> [Aim of the exercise]: Copy the items from the line with "Question. Place a dot on every instance of the yellow" up to and including the last item, swapping "white" for "pale" and leaving everything else unchanged.

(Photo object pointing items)
+ + +
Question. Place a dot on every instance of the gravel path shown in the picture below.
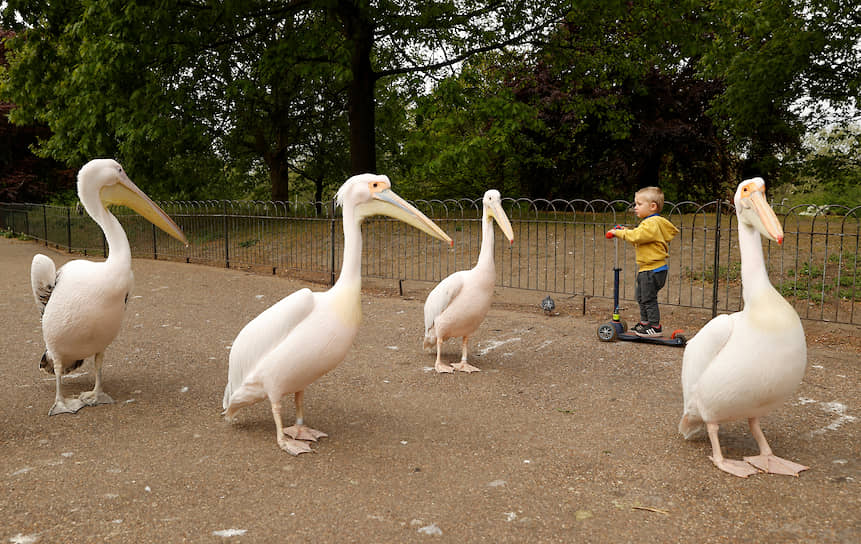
(560, 438)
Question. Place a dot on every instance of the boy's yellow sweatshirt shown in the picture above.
(651, 241)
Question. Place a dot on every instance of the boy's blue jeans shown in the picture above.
(649, 283)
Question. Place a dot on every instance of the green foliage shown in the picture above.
(540, 98)
(839, 276)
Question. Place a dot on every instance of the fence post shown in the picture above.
(69, 228)
(45, 222)
(332, 242)
(717, 260)
(226, 241)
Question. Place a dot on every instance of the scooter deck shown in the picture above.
(663, 340)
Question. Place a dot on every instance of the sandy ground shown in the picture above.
(560, 438)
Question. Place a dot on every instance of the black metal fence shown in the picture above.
(559, 246)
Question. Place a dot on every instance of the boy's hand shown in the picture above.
(612, 232)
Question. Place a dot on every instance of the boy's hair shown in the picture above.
(652, 194)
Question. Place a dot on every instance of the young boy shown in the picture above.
(650, 239)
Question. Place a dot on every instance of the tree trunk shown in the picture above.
(278, 176)
(360, 35)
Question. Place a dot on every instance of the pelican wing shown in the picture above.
(700, 352)
(440, 297)
(43, 278)
(263, 334)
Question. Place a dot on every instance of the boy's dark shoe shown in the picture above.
(648, 330)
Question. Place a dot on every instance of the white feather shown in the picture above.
(438, 300)
(43, 275)
(262, 335)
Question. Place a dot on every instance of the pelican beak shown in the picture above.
(498, 214)
(765, 220)
(386, 202)
(126, 193)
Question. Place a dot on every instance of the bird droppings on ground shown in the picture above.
(227, 533)
(24, 539)
(431, 530)
(490, 345)
(235, 476)
(836, 409)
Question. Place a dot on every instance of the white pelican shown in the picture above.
(83, 303)
(307, 334)
(746, 364)
(457, 305)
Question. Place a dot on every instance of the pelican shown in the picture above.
(82, 304)
(307, 334)
(746, 364)
(457, 305)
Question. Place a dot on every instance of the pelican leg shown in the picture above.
(293, 447)
(463, 366)
(439, 366)
(300, 431)
(736, 468)
(96, 396)
(62, 405)
(766, 461)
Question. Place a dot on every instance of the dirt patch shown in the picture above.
(560, 438)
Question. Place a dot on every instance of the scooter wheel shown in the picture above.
(607, 332)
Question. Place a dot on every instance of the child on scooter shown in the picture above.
(651, 245)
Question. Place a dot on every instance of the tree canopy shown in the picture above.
(540, 98)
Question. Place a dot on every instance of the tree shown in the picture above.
(212, 82)
(687, 95)
(23, 176)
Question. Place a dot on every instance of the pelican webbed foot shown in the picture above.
(66, 406)
(294, 447)
(303, 432)
(92, 398)
(736, 468)
(463, 366)
(773, 464)
(442, 368)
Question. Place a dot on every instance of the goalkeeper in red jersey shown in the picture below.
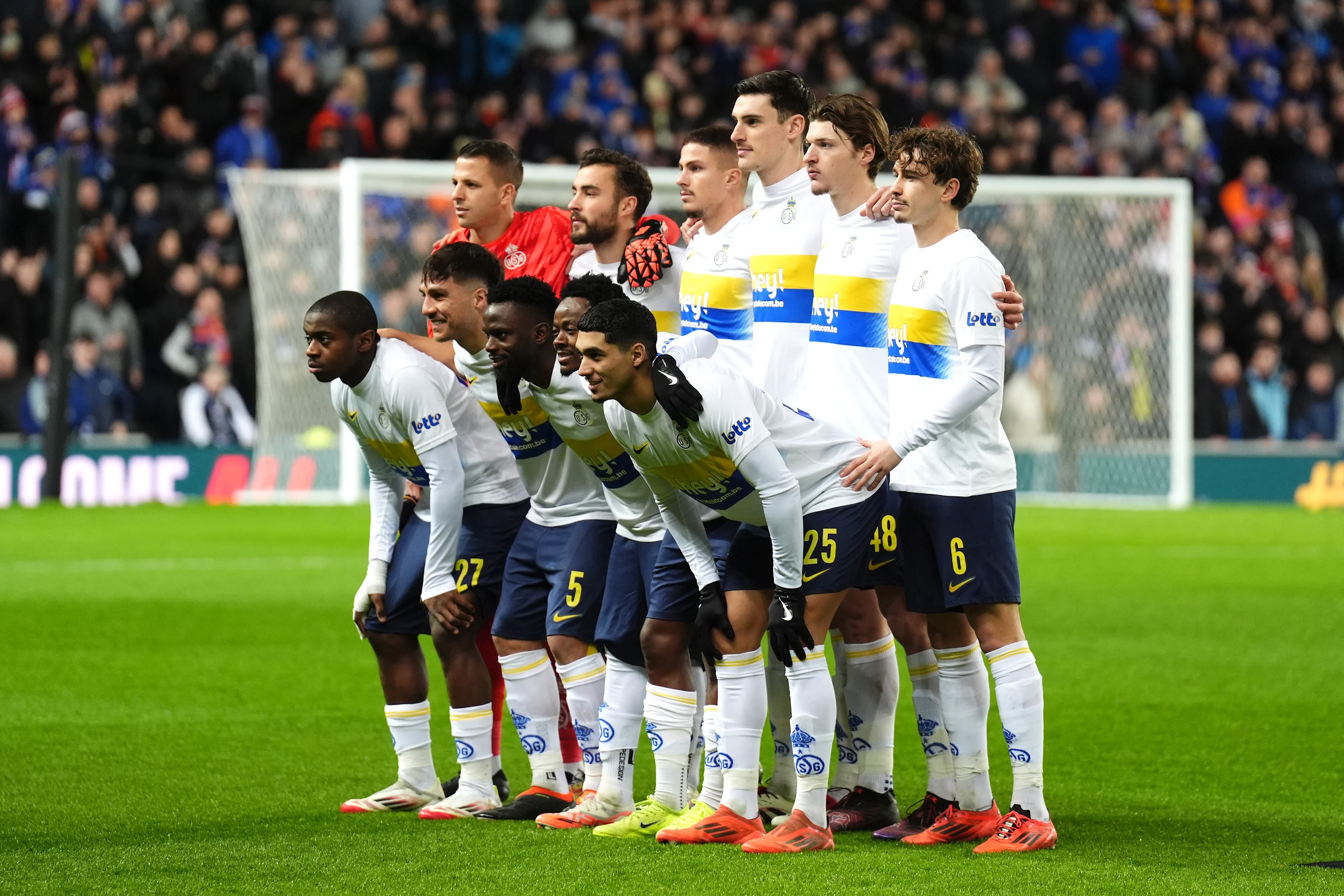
(537, 244)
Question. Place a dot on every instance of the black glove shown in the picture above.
(510, 398)
(788, 627)
(714, 614)
(646, 256)
(675, 393)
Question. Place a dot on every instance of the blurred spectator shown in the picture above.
(11, 386)
(99, 401)
(1224, 408)
(111, 323)
(248, 142)
(1315, 408)
(214, 414)
(1265, 381)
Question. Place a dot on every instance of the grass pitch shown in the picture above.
(186, 704)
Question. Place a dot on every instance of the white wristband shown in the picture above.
(376, 582)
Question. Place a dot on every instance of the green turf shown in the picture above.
(186, 704)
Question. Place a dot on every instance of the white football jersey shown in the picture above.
(409, 403)
(851, 293)
(783, 242)
(702, 460)
(944, 301)
(582, 425)
(560, 484)
(662, 299)
(717, 292)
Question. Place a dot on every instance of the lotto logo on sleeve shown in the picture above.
(738, 429)
(427, 422)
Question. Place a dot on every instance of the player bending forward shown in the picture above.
(757, 461)
(417, 422)
(958, 481)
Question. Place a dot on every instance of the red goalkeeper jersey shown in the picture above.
(536, 245)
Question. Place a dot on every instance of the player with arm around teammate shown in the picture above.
(414, 421)
(952, 463)
(777, 471)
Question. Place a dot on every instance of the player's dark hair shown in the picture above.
(623, 323)
(595, 288)
(858, 121)
(531, 293)
(463, 262)
(632, 179)
(500, 155)
(718, 137)
(945, 154)
(349, 310)
(790, 94)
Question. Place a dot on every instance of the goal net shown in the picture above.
(1099, 393)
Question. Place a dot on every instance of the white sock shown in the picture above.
(534, 700)
(712, 792)
(847, 758)
(740, 725)
(409, 723)
(472, 733)
(924, 692)
(872, 690)
(670, 715)
(812, 733)
(783, 779)
(620, 717)
(584, 683)
(693, 776)
(964, 686)
(1022, 708)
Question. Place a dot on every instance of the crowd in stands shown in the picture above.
(158, 97)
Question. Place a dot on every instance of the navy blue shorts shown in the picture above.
(483, 546)
(959, 550)
(885, 563)
(835, 550)
(554, 581)
(630, 581)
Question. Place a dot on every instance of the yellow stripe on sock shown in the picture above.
(1011, 653)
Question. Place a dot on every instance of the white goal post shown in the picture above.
(1099, 402)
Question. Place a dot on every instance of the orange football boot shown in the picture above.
(723, 827)
(796, 835)
(1021, 833)
(958, 825)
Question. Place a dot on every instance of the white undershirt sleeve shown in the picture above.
(980, 377)
(683, 522)
(444, 467)
(385, 504)
(781, 502)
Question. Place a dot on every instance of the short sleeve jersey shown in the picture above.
(660, 299)
(581, 422)
(409, 403)
(943, 303)
(537, 244)
(717, 292)
(560, 484)
(783, 242)
(702, 460)
(847, 354)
+ + +
> [Solution to this problem]:
Question. Place a dot on every instance of the yellow stripe on sock shown in the picture above.
(1011, 653)
Question. Place a dot on every instance of the pale goal post shown in the picture above.
(1099, 402)
Question. Place a dot on every instance of the orange football boot shown in the picture above.
(723, 827)
(796, 835)
(1021, 833)
(958, 825)
Question. Place a dot on every instance of the pale undershirt sleeve shown in the picture above.
(980, 377)
(683, 522)
(444, 467)
(385, 504)
(781, 502)
Question. Place a dot on every instance of the short sleeve jersey shown in the picture above.
(660, 299)
(581, 422)
(409, 403)
(943, 303)
(537, 244)
(717, 292)
(560, 484)
(783, 242)
(702, 460)
(847, 354)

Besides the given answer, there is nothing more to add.